[Object pointing dataset items]
· · · · ·

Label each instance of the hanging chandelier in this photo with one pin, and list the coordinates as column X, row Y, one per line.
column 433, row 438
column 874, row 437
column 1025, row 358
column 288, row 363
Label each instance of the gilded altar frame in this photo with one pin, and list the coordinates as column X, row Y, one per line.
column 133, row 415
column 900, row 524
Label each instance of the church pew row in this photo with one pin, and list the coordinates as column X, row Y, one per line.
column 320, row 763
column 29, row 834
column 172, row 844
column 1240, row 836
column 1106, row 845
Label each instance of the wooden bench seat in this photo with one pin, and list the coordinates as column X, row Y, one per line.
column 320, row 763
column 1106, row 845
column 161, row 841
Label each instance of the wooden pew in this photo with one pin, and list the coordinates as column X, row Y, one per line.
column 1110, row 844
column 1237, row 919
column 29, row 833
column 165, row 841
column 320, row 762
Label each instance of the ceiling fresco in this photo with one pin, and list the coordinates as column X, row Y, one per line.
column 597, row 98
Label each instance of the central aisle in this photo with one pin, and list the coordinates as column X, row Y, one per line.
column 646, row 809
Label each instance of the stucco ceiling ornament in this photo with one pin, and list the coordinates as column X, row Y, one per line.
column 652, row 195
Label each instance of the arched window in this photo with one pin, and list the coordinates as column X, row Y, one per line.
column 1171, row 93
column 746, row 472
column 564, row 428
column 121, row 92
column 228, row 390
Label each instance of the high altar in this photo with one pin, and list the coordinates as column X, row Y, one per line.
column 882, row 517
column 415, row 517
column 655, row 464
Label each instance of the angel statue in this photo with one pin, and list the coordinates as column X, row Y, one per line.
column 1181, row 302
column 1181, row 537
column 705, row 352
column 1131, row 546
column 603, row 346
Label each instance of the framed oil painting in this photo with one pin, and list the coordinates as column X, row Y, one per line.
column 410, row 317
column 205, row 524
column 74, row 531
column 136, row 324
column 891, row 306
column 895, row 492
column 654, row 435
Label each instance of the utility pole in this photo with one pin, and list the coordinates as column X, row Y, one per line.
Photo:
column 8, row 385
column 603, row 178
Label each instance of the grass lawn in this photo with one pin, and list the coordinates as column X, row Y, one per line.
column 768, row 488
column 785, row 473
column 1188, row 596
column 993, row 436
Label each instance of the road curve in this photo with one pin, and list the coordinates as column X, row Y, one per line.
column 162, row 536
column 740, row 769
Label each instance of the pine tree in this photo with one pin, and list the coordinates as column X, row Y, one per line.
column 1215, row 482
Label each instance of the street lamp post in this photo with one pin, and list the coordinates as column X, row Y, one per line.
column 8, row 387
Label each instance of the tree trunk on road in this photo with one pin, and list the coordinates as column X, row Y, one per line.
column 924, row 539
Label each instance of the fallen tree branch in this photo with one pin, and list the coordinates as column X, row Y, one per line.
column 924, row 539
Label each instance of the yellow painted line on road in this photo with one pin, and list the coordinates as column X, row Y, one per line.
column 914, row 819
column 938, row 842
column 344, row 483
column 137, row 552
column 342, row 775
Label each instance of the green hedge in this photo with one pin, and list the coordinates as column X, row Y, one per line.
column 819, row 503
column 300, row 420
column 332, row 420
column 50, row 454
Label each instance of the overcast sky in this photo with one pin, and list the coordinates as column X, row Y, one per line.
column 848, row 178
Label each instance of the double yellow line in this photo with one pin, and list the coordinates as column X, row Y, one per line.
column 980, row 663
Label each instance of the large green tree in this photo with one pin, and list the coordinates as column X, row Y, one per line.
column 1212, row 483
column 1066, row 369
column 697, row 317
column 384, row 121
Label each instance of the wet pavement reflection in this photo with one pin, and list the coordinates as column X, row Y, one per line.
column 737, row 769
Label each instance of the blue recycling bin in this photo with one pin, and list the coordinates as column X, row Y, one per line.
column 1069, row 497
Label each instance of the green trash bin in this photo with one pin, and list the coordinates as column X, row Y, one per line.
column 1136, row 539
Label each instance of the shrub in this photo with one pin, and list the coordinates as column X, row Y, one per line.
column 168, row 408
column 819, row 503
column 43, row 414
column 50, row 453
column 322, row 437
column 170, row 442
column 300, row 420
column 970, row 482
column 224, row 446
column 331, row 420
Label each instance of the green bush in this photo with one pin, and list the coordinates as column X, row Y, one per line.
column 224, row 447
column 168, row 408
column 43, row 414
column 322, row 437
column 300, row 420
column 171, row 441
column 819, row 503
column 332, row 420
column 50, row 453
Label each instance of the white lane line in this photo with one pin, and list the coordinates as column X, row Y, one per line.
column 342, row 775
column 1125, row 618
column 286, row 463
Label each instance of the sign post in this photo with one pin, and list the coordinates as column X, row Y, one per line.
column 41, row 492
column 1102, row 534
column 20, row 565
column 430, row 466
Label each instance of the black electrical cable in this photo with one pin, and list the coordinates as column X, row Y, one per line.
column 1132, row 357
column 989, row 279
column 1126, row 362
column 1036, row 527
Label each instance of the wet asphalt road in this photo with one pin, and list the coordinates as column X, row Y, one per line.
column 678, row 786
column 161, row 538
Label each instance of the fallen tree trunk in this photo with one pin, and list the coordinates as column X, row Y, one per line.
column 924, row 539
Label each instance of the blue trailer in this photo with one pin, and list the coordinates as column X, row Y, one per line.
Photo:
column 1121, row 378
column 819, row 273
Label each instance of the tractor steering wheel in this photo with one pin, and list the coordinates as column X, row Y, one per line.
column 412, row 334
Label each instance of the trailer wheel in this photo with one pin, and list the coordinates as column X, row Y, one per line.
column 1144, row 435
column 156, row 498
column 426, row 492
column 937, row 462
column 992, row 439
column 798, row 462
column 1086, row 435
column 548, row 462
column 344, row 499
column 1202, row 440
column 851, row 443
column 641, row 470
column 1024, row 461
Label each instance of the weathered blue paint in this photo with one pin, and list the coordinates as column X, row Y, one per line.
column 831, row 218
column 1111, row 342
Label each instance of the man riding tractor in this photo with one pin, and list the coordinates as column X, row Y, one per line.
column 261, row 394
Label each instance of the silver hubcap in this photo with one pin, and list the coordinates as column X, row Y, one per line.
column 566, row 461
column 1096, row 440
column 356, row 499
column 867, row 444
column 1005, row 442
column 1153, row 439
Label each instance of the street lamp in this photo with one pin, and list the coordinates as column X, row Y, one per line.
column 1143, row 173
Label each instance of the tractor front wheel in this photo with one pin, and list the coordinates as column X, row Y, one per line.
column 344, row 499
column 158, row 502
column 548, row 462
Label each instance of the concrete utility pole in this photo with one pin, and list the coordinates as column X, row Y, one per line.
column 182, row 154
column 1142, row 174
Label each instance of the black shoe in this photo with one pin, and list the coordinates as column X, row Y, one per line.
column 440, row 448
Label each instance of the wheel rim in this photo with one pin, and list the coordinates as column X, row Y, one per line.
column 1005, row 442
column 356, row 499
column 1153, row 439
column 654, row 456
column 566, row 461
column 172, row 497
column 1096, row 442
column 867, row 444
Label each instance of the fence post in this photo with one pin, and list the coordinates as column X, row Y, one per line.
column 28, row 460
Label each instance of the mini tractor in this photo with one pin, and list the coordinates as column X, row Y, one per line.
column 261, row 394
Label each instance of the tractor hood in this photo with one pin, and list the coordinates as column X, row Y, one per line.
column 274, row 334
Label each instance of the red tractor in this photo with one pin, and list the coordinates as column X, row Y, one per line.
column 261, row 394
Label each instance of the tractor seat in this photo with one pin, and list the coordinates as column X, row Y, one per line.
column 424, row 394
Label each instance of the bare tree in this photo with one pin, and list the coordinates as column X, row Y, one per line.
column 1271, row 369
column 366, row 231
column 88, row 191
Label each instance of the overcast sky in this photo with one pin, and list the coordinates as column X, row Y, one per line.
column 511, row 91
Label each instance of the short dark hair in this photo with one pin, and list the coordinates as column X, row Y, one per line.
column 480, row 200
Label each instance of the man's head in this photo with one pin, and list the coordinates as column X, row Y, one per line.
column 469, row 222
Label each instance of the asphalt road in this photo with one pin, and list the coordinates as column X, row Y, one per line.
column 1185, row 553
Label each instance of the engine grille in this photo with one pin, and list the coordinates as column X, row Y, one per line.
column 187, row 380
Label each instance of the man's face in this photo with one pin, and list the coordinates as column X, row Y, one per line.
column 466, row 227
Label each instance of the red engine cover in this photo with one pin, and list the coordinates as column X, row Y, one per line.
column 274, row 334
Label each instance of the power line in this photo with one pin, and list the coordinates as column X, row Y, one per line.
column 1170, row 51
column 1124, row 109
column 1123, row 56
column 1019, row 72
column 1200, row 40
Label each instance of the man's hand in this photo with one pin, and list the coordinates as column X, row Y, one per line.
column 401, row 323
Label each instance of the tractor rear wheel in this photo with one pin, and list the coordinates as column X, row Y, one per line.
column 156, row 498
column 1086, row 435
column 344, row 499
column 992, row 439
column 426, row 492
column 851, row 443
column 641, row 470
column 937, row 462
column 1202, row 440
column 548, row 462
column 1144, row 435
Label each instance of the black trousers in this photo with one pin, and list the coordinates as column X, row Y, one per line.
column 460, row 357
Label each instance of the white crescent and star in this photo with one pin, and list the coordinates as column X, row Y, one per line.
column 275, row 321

· · · · ·

▶ _What this task involves_
Can you reproduce, unchanged, the lines above from the line with "Label each instance of the wet pavement" to the line with "column 161, row 538", including both of those lines and nothing else?

▶ _Answer to this problem_
Label each instance of the wet pavement reflection in this photo with one pin, and list the coordinates as column X, row Y, one per line.
column 737, row 769
Label each instance of the blue recycling bin in this photo with one pin, and list the coordinates as column X, row Y, one per line.
column 1069, row 497
Label each instance of the green trash bin in this photo with one pin, and list the coordinates as column X, row Y, one per line.
column 1136, row 539
Label each instance of the shrub in this photo with one pin, and list the coordinates as column X, row Y, one per line.
column 168, row 408
column 819, row 503
column 43, row 414
column 50, row 453
column 322, row 437
column 170, row 442
column 300, row 420
column 970, row 482
column 224, row 446
column 331, row 420
Label each instance of the green bush in this photo with one pin, and list the coordinates as column X, row Y, one per line.
column 224, row 447
column 168, row 408
column 43, row 414
column 322, row 437
column 300, row 420
column 171, row 441
column 819, row 503
column 332, row 420
column 50, row 453
Label each instance of the white lane line in this photo with one pin, and list the coordinates as column X, row Y, one per line.
column 342, row 775
column 1125, row 618
column 286, row 463
Label each instance of the sign post in this photo with one pin, and list the coordinates as column X, row Y, one per line.
column 41, row 492
column 1102, row 534
column 20, row 565
column 430, row 466
Label each instance of the black electrical cable in this photo with one pin, and list the coordinates as column X, row Y, one per line.
column 1132, row 357
column 989, row 279
column 1126, row 362
column 1036, row 527
Label each instance of the wet asphalt road in this photo with one pin, and list the coordinates as column X, row Y, one per line.
column 678, row 786
column 161, row 538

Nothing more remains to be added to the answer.